| PROBLEM SET |
**A)** According to the article on the lockdown study, which journal published the paper?
**B)** From the article on the lockdown study, transcribe the passage that begins at the words "Peer-Reviewed Study Shows Lockdowns" and stops after the words "economies are effective.".

| PAGE EXCERPT |

►

Peer-Reviewed Study Shows Lockdowns Do Not Work
January 20, 2021
A new peer-reviewed study shows that lockdowns are not effective in stopping covid spread, and that stay-at-home orders may facilitate transmission.
A brand new study by Stanford University, peer-reviewed and accepted for publication, questioning the effectiveness of lockdowns and stay-at-home orders in preventing the covid spread, shows that they do not work. The paper, – entitled, “Assessing Mandatory Stay-at-Home and Business Closure Effects on the Spread of covid-19” and published in the “European Journal of Clinical Investigation” – found no evidence to support that stay-at-home orders affecting people’s lives and economies are effective.
Study found that extreme measures taken to force everyone to stay home and for businesses to close – which it calls “Non-Pharmaceutical Interventions” or NPIs – were not effective in any country in stopping the spread of covid-19, and that may even facilitate covid transmission. “Given the consequences of these policies,” authors write, “it is important to assess their effects. We evaluate the effects on epidemic case growth of more restrictive NPIs (mrNPIs), above and beyond those of less restrictive NPIs (lrNPIs).” … “We first estimate covid-19 case growth in relation to any NPI implementation in subnational regions of 10 countries: England, France, Germany, Iran, Italy, Netherlands, Spain, South Korea, Sweden, and the US. … We use case growth in Sweden and South Korea, two countries that did not implement mandatory stay-at-home and business closures, as comparison countries for the other 8 countries (16 total comparisons).”

◄

| RECORDED INFORMATION |

►

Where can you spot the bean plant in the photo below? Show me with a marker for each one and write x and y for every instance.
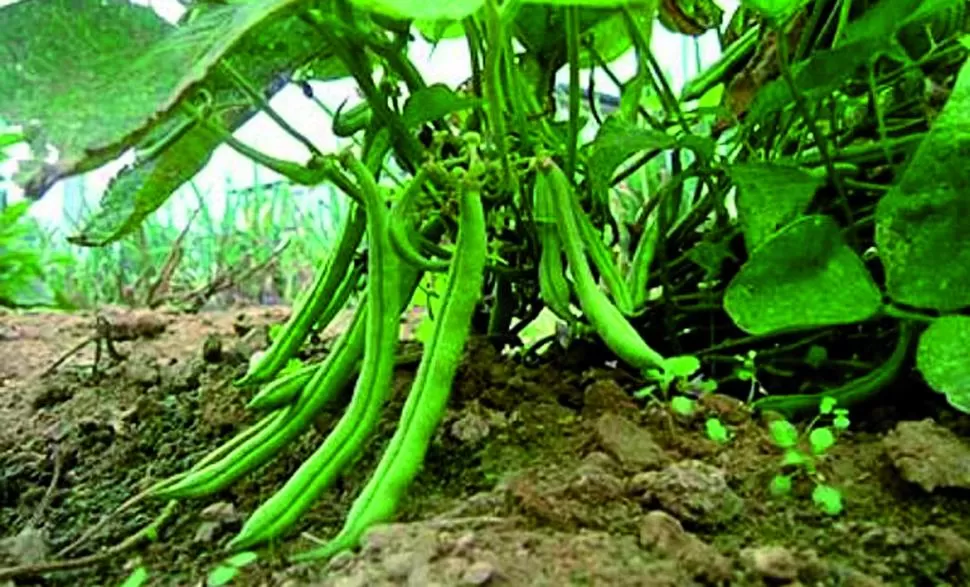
(808, 191)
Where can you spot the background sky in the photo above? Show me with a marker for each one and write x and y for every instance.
(447, 63)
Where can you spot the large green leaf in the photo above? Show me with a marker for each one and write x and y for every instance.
(616, 141)
(872, 34)
(943, 360)
(433, 103)
(90, 77)
(266, 58)
(769, 197)
(804, 276)
(923, 223)
(421, 9)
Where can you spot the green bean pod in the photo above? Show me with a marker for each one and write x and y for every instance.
(313, 305)
(603, 259)
(346, 440)
(432, 385)
(638, 279)
(283, 390)
(401, 233)
(618, 334)
(347, 124)
(848, 394)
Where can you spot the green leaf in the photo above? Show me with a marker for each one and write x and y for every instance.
(865, 38)
(682, 366)
(943, 360)
(821, 439)
(923, 223)
(137, 578)
(682, 405)
(716, 431)
(90, 77)
(590, 3)
(433, 103)
(780, 485)
(770, 196)
(420, 9)
(828, 499)
(805, 276)
(140, 189)
(776, 10)
(783, 433)
(435, 31)
(616, 142)
(221, 575)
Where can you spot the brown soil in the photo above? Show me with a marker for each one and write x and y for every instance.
(540, 475)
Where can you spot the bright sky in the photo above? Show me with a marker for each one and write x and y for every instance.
(448, 64)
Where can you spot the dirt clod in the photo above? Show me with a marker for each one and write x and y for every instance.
(633, 447)
(929, 455)
(693, 491)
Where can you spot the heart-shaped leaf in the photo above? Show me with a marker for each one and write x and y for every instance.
(140, 189)
(804, 276)
(923, 223)
(88, 78)
(943, 360)
(769, 197)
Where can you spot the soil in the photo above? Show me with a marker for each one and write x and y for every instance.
(546, 474)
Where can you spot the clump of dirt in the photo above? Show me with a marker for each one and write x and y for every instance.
(548, 474)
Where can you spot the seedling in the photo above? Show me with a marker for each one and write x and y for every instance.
(819, 439)
(227, 571)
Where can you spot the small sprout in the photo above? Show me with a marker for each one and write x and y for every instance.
(221, 575)
(841, 420)
(274, 331)
(645, 392)
(827, 405)
(784, 433)
(780, 485)
(682, 405)
(794, 457)
(137, 578)
(706, 385)
(716, 431)
(227, 571)
(828, 499)
(816, 355)
(293, 364)
(821, 440)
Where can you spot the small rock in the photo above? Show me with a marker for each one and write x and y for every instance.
(478, 573)
(399, 565)
(605, 395)
(693, 491)
(187, 375)
(929, 455)
(143, 373)
(206, 532)
(471, 427)
(774, 563)
(221, 511)
(663, 534)
(212, 349)
(629, 444)
(28, 547)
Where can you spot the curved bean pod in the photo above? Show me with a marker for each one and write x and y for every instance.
(344, 443)
(313, 306)
(429, 393)
(554, 288)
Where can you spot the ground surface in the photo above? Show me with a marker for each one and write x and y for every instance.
(545, 475)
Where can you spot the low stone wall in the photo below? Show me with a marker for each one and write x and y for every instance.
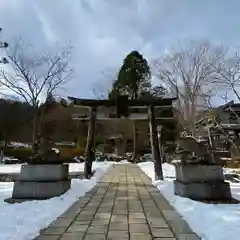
(12, 177)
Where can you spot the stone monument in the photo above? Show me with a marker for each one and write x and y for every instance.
(43, 177)
(199, 175)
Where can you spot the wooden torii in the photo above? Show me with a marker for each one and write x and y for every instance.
(123, 109)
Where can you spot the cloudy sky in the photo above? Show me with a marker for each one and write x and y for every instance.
(102, 32)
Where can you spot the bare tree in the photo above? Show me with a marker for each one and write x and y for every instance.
(188, 71)
(34, 77)
(228, 77)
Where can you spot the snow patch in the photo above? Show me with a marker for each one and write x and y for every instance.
(209, 221)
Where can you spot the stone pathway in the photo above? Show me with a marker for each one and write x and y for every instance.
(123, 205)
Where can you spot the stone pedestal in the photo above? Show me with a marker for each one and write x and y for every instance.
(201, 182)
(38, 182)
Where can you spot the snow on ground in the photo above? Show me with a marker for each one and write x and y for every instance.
(209, 221)
(73, 167)
(22, 221)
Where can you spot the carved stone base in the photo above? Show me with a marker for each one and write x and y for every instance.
(41, 182)
(192, 173)
(203, 191)
(39, 190)
(201, 182)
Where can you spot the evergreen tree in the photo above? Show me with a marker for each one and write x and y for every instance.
(133, 77)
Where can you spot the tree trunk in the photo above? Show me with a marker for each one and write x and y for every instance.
(154, 144)
(35, 130)
(3, 150)
(90, 148)
(134, 156)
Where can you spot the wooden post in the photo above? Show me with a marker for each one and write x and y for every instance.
(154, 144)
(90, 148)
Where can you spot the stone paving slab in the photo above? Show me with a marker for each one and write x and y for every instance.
(124, 205)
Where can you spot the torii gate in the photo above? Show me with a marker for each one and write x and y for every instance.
(120, 108)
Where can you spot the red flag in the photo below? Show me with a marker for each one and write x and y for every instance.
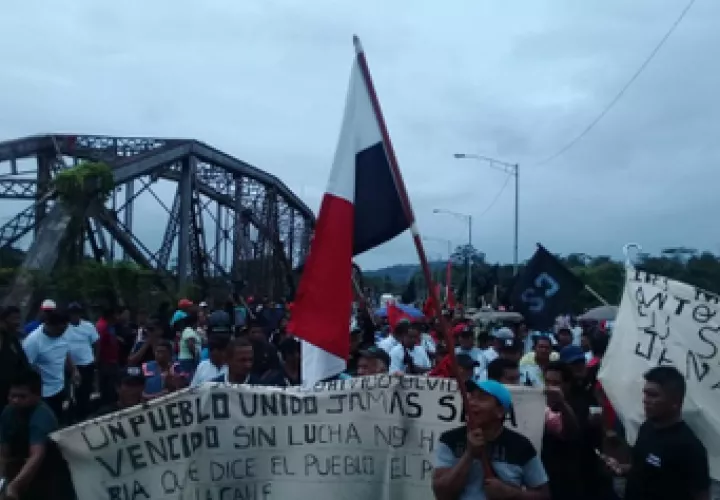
(449, 296)
(428, 308)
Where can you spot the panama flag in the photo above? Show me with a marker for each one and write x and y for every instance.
(361, 209)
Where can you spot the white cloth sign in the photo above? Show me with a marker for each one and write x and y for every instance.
(666, 322)
(371, 437)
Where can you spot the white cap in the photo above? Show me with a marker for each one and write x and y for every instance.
(504, 333)
(48, 305)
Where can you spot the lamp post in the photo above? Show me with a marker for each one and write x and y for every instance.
(468, 218)
(440, 240)
(508, 168)
(444, 241)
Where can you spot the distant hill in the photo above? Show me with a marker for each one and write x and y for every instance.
(401, 273)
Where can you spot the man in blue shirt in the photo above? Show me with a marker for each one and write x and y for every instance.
(517, 470)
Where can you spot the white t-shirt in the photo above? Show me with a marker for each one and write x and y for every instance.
(428, 343)
(388, 343)
(81, 338)
(48, 355)
(184, 353)
(490, 354)
(417, 353)
(206, 371)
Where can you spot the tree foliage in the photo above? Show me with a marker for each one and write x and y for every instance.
(84, 182)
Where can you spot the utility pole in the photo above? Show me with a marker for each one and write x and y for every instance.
(510, 169)
(468, 218)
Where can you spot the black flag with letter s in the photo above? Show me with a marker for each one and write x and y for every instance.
(544, 290)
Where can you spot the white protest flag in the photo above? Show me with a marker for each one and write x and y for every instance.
(666, 322)
(371, 437)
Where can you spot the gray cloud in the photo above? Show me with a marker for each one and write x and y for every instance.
(266, 81)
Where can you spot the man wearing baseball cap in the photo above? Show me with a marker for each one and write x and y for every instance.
(372, 361)
(46, 306)
(497, 338)
(518, 471)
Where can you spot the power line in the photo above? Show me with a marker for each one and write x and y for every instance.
(497, 197)
(624, 89)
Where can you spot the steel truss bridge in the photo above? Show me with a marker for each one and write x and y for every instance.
(227, 219)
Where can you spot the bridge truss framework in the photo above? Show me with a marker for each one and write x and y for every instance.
(227, 220)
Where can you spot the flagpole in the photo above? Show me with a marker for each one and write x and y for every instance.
(597, 295)
(410, 216)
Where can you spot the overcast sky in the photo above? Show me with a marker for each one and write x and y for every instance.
(265, 81)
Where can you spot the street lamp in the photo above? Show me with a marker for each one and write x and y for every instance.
(440, 240)
(508, 168)
(468, 218)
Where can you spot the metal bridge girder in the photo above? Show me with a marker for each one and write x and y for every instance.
(214, 190)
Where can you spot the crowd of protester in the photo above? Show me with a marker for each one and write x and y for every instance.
(62, 369)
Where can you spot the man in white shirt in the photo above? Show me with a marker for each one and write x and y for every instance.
(48, 350)
(466, 345)
(409, 357)
(498, 338)
(215, 366)
(82, 336)
(388, 343)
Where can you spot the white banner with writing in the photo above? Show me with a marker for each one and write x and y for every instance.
(371, 437)
(666, 322)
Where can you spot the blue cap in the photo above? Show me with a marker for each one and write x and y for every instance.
(571, 354)
(495, 389)
(177, 317)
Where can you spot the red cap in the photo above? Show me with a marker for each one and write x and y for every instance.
(184, 303)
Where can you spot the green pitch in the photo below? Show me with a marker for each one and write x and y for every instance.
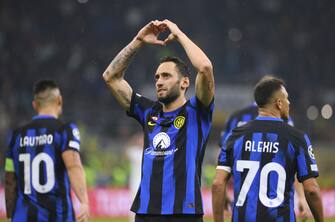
(206, 220)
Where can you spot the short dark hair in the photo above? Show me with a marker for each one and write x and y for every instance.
(265, 89)
(180, 64)
(44, 85)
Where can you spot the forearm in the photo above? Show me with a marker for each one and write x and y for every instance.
(218, 197)
(78, 183)
(119, 64)
(197, 57)
(10, 193)
(315, 204)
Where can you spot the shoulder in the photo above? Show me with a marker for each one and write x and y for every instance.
(195, 103)
(295, 134)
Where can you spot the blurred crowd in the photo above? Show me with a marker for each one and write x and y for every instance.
(73, 41)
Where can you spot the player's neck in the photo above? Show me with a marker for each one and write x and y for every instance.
(180, 101)
(267, 112)
(49, 111)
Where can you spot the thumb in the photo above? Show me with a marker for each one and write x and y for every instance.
(169, 38)
(159, 42)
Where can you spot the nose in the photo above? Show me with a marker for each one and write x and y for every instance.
(159, 82)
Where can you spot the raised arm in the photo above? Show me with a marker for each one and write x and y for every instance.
(114, 74)
(219, 194)
(204, 84)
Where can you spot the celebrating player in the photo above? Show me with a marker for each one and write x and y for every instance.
(264, 155)
(175, 129)
(41, 163)
(243, 116)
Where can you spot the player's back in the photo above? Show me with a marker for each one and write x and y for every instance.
(264, 155)
(43, 183)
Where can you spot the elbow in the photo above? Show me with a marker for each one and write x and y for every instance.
(106, 76)
(218, 186)
(312, 191)
(206, 67)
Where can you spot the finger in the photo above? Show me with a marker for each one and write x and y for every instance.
(169, 38)
(159, 42)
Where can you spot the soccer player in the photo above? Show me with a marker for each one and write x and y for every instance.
(243, 116)
(42, 161)
(263, 156)
(175, 129)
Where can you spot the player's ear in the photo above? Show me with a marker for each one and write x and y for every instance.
(185, 82)
(279, 103)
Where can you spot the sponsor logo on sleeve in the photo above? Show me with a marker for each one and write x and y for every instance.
(311, 153)
(76, 133)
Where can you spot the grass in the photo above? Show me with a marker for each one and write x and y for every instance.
(205, 220)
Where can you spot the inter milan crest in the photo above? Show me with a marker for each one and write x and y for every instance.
(161, 141)
(179, 122)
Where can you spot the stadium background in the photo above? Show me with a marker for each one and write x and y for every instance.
(72, 42)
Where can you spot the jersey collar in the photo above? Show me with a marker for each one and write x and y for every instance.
(269, 118)
(44, 117)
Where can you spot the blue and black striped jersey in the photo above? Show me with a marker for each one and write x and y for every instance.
(34, 155)
(264, 156)
(240, 118)
(174, 147)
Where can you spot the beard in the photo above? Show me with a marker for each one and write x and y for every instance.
(171, 96)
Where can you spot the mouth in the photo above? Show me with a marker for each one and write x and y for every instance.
(161, 90)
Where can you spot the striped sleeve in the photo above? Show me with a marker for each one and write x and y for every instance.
(138, 106)
(306, 163)
(225, 156)
(229, 126)
(9, 162)
(71, 138)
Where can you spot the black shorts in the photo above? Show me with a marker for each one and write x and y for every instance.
(168, 218)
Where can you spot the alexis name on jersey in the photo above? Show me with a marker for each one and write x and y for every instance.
(261, 146)
(36, 140)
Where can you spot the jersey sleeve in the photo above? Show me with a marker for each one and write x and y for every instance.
(138, 106)
(71, 138)
(228, 127)
(204, 110)
(306, 163)
(225, 159)
(9, 161)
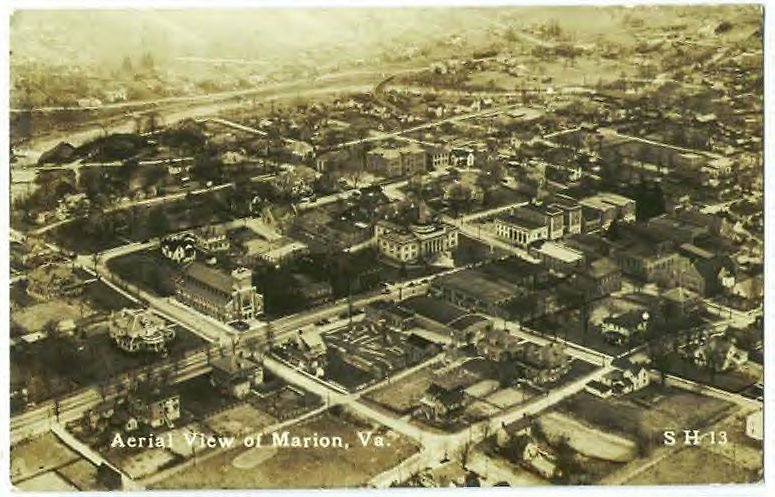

◄

| EXERCISE RESULTS |
**A)** The paper was published in the European Journal of Clinical Investigation.

**B)**
Peer-Reviewed Study Shows Lockdowns Do Not Work
January 20, 2021
A new peer-reviewed study shows that lockdowns are not effective in stopping covid spread, and that stay-at-home orders may facilitate transmission.
A brand new study by Stanford University, peer-reviewed and accepted for publication, questioning the effectiveness of lockdowns and stay-at-home orders in preventing the covid spread, shows that they do not work. The paper, – entitled, “Assessing Mandatory Stay-at-Home and Business Closure Effects on the Spread of covid-19” and published in the “European Journal of Clinical Investigation” – found no evidence to support that stay-at-home orders affecting people’s lives and economies are effective.